• What you need to do
Find the line that contains "Target: alloy wheel"; then retype it and each line after it, exactly, through the final line of the data below.

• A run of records
-.-.-

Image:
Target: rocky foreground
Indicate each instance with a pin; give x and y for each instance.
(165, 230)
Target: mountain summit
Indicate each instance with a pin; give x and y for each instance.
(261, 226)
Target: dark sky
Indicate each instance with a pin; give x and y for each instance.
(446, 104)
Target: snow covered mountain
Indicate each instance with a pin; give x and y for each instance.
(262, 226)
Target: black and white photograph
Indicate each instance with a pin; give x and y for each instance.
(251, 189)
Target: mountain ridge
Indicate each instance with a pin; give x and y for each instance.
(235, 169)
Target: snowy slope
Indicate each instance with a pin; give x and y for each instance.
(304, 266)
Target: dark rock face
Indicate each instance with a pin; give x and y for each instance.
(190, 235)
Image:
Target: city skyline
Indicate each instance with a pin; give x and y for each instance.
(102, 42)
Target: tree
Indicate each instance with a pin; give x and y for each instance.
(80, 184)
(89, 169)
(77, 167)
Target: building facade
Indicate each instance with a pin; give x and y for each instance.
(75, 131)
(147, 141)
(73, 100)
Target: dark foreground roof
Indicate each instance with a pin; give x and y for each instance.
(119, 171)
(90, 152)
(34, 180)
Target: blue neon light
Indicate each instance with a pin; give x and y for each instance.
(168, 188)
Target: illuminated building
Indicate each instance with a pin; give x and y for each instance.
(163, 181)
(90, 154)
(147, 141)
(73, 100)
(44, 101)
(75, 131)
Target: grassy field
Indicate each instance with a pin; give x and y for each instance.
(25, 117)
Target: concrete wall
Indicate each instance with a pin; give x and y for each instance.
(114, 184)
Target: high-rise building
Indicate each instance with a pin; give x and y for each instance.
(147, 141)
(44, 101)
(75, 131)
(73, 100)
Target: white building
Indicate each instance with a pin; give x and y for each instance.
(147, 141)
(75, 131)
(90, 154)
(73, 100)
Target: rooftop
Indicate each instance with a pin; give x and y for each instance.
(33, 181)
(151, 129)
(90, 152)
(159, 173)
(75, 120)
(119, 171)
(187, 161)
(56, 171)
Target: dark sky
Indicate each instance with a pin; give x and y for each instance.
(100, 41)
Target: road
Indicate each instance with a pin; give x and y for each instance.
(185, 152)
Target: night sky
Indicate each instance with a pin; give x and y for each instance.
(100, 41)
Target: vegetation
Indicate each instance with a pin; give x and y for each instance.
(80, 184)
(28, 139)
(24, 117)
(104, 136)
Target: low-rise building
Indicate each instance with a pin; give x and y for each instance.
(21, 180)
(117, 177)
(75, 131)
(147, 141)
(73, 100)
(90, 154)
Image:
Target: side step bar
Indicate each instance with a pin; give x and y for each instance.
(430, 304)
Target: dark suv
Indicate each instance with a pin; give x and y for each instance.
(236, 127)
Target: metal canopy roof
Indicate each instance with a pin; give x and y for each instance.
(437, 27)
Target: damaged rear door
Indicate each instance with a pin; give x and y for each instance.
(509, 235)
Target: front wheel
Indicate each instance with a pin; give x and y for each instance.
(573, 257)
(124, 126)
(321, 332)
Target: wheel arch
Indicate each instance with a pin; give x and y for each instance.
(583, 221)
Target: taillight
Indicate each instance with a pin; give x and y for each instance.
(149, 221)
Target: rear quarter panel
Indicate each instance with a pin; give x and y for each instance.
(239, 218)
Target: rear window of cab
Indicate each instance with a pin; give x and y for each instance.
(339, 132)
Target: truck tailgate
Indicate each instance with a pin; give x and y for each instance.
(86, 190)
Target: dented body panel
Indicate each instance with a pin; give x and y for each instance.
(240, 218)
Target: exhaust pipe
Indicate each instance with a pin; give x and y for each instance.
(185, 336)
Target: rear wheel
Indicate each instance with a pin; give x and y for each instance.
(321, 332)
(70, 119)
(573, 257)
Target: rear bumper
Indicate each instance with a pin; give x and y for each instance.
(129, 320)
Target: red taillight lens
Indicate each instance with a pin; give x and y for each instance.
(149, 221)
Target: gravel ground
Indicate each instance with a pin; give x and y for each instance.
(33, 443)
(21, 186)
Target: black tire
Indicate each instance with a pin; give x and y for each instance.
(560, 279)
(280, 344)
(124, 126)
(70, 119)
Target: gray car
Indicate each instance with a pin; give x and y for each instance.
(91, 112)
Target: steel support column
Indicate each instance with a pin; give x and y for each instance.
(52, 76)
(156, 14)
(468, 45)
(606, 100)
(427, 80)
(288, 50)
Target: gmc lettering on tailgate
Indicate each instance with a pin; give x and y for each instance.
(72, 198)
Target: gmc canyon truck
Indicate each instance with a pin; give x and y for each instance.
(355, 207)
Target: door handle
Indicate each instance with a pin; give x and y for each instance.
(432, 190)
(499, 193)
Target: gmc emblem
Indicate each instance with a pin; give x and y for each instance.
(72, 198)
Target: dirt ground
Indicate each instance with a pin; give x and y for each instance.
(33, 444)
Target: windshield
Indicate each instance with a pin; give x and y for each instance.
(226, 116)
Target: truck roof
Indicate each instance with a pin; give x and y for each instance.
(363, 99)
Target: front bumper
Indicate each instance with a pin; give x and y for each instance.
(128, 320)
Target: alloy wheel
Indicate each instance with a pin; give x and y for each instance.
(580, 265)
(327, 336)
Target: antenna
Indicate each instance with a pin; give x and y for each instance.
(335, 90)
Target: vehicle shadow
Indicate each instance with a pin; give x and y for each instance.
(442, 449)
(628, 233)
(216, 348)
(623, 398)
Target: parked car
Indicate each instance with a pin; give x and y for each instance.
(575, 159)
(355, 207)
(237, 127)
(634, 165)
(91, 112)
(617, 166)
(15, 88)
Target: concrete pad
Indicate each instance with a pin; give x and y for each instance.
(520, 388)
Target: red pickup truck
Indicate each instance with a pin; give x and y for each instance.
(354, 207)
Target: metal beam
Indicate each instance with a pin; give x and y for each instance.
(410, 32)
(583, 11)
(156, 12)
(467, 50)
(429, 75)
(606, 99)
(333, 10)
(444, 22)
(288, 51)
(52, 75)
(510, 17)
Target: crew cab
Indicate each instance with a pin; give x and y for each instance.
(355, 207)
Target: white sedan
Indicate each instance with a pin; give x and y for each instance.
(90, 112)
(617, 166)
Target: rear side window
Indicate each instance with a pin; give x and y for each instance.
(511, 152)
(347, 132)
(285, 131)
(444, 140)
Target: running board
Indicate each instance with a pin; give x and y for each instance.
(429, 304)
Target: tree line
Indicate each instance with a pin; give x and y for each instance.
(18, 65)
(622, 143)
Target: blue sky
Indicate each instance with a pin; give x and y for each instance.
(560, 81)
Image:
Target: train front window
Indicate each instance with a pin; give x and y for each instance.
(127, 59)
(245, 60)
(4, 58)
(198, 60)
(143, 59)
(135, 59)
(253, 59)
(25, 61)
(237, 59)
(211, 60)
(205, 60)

-.-.-

• Complete output
Target: alloy wheel
Indicate each instance with a pin; give x and y for each instance.
(580, 265)
(327, 336)
Target: antenna
Indicate each instance with a pin; give x and y for each instance.
(335, 90)
Target: vehicle shadow
Indicate each instance with a pin; give x and y for each instance.
(442, 449)
(628, 233)
(216, 348)
(623, 398)
Target: parked car
Indicate each instance with a pin; give x and y for each instance.
(575, 159)
(355, 207)
(237, 127)
(634, 165)
(91, 112)
(617, 166)
(15, 88)
Target: concrete pad
Indicate each instance with a pin; give x and y for each instance.
(520, 388)
Target: red pickup truck
Indicate each instance with a pin; give x and y for each instance.
(354, 207)
Target: metal beam
Indicate each instance with a pin; give x and y for each instance.
(410, 32)
(583, 11)
(156, 12)
(467, 50)
(429, 75)
(606, 99)
(333, 10)
(444, 22)
(288, 51)
(52, 75)
(510, 17)
Target: crew cab
Indicate each instance with a pin; give x and y for each instance.
(355, 207)
Target: white sedan
Indicate each instance with a pin; give x and y for each instance.
(90, 112)
(617, 166)
Target: rear side window
Indicate each instance with a pin; give x and y for each instance.
(511, 152)
(347, 132)
(285, 131)
(444, 140)
Target: running board
Indicate each instance with a pin; give x and y for each instance.
(429, 304)
Target: tree line
Indicate each instance with a pin; give x and y for each instance.
(18, 65)
(622, 143)
Target: blue sky
Indicate each instance with a pin; give x and y for each instance.
(560, 81)
Image:
Target: train front window
Indicate each instance with a pin; give x and y for each instance.
(127, 59)
(245, 60)
(4, 58)
(198, 60)
(143, 59)
(135, 59)
(253, 59)
(25, 61)
(237, 59)
(211, 60)
(205, 60)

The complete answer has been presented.